**Selected excerpt**
■ ■ ■ ■

Pam says she just likes to “have her own space,” but you get the message that she isn’t the trusting type. She grew up on U.S. Air Force bases in Europe, maybe five or six of them, with her mother and father, an NCO who said “positive” and “negative” instead of yes and no. Eventually the family settled in Denver, where the English accent Pam had acquired on a base in London made her appear like a snot to her classmates. She remembers being teased and beaten up regularly. Later her boyfriend, whom she hoped to marry, volunteered to fight in Vietnam; he died there. Still in mourning, she was spotted at a Colorado beauty contest (she was the only black) by an agent who invited her to Hollywood. She ran the American International switchboard for a while, listening in whenever producers called to talk about young actresses. “You should have heard what they said . . . it was like ordering meat in a butcher shop. Pretty disgusting, really.”

In her first few months out West she depended on her cousin, Rosey Grier, the former football Giant turned actor, to show her around. But Rosey, she says, was too busy trying to project a slimmer image and wasn’t much help. He did, however, introduce her to Kareem Abdul-Jabbar. Kareem and Pam lived together for a while, until his Muslim religion got in the way. Kareem expected Pam to leave the house when his friends came over because Muslim men cannot tolerate the presence of women when they are discussing the affairs of the world. One day Kareem came home in a rage and screamed at Pam for wearing a bikini on the beach. That was enough.

The roles she began to get didn’t do much for her self-image, as a woman or as a human being. She mostly played “things.” Her first part was an anonymous piece of flesh in Russ Meyer’s Beyond the Valley of the Dolls. She played leopard women, Nubian princesses, and lesbian prison guards before she got a chance to be “a person” in Coffy. During this time, she was at the artistic mercy of men like Sam Arkoff, president of American International, whom Pam speaks of as ‘someone who can’t see past the cash register, someone who has a peanut brain.”

It sounds as if Pam plans to blast her way through the motion picture industry as easily as she brings a mafioso to his knees in her movies. But there are parts of her that don’t seem to fit the quicksilver image. A hard-bopping feminist, she can’t stop talking about all those beauty contests and who is pretty and who’s really a dog. Also, the tough street mama doesn’t want to go outside the Regency. Forty-second Street makes her nervous. She looks down the street and asks if it really is true that ‘down there” is where her films make their money. This morning Pam jogged up and down Park Avenue; her friends in L.A. told her Central Park was full of muggers.

■ ■ ■ ■

**Extracted records**

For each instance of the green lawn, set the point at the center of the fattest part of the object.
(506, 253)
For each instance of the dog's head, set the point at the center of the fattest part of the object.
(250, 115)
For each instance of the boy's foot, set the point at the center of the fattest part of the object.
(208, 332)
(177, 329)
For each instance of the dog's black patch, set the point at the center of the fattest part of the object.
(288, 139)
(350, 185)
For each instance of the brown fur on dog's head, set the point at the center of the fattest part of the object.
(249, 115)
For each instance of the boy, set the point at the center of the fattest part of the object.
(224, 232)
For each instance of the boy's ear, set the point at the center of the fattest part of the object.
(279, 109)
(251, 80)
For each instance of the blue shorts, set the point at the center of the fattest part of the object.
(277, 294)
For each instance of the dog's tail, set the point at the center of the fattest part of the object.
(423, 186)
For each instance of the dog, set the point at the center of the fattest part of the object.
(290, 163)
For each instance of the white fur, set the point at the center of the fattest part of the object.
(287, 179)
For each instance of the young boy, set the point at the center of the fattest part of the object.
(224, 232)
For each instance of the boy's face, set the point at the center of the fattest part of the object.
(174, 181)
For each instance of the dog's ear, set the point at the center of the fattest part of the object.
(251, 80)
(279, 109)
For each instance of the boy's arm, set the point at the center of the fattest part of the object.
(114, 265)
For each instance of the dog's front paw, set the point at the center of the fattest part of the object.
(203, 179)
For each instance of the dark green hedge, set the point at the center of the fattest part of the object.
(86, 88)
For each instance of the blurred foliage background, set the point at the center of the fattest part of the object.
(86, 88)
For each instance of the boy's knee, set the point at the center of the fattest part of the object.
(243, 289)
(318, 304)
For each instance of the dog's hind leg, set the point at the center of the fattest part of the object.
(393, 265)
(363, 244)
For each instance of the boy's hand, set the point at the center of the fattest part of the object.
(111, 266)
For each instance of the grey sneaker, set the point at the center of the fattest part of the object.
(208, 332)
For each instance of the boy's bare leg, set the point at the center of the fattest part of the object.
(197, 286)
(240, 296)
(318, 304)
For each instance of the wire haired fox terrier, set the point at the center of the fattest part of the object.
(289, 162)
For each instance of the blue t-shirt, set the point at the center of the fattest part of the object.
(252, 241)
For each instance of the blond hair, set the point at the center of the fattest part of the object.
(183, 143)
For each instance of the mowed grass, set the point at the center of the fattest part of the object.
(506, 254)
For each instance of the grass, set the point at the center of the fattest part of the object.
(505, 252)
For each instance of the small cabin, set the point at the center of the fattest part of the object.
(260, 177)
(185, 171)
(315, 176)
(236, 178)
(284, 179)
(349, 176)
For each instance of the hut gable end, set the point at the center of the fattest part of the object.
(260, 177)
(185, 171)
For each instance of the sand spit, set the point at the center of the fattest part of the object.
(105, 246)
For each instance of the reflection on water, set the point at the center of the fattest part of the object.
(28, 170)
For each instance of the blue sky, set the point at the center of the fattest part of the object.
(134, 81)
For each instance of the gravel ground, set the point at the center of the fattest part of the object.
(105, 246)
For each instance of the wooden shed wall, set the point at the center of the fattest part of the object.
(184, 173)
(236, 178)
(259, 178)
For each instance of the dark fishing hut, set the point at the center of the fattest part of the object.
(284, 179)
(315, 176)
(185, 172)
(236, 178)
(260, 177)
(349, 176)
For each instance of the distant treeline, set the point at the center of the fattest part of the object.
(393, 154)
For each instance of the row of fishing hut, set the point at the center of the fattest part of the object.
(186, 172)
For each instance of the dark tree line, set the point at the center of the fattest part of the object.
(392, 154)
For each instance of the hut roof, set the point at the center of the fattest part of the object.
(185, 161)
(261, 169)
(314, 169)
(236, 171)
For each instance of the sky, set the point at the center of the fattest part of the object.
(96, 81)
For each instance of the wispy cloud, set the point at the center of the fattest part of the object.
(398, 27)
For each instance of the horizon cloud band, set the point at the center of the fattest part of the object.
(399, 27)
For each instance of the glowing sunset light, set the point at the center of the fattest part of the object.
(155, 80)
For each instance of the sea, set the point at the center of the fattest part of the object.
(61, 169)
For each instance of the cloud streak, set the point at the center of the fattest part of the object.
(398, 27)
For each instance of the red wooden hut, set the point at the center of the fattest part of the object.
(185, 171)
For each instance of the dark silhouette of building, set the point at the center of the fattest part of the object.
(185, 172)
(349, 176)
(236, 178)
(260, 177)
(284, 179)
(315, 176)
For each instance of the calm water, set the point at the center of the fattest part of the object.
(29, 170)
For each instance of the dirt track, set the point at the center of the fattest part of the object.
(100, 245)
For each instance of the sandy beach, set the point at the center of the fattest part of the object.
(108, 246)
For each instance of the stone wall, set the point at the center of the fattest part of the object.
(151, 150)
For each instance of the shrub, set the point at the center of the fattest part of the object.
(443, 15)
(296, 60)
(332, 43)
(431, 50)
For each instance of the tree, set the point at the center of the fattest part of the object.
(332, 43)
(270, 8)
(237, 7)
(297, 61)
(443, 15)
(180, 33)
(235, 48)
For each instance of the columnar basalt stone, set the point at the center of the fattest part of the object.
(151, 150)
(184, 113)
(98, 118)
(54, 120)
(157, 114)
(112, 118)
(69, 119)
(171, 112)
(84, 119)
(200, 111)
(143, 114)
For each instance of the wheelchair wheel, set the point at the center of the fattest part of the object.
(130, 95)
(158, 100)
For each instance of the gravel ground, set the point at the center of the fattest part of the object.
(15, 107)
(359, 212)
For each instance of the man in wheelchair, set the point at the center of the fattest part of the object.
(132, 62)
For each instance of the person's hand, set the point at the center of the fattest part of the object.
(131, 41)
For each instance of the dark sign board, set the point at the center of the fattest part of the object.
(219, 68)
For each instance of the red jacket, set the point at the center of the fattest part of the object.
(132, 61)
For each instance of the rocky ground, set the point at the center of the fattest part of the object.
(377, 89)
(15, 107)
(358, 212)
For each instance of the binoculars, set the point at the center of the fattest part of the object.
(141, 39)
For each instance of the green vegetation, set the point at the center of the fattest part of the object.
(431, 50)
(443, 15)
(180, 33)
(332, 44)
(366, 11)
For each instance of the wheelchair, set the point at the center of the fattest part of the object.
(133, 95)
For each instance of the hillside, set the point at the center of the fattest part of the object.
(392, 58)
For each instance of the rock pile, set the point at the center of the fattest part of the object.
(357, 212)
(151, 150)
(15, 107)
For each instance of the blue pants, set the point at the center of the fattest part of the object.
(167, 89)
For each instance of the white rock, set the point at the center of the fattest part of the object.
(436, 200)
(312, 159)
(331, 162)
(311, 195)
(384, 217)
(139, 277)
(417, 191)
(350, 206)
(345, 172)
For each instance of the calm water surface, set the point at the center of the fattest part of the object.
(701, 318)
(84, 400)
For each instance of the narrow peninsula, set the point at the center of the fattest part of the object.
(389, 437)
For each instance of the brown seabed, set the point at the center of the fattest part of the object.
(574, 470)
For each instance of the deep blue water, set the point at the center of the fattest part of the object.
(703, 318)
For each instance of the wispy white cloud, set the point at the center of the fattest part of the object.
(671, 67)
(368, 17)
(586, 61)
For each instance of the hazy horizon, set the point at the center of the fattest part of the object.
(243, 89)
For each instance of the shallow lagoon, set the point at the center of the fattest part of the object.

■ ■ ■ ■

**Exercise directions**
Apart from Pam herself, name every person the profile of Pam above mentions by name.

**Exercise output**
The profile names Rosey Grier, Kareem Abdul-Jabbar, Russ Meyer, and Sam Arkoff.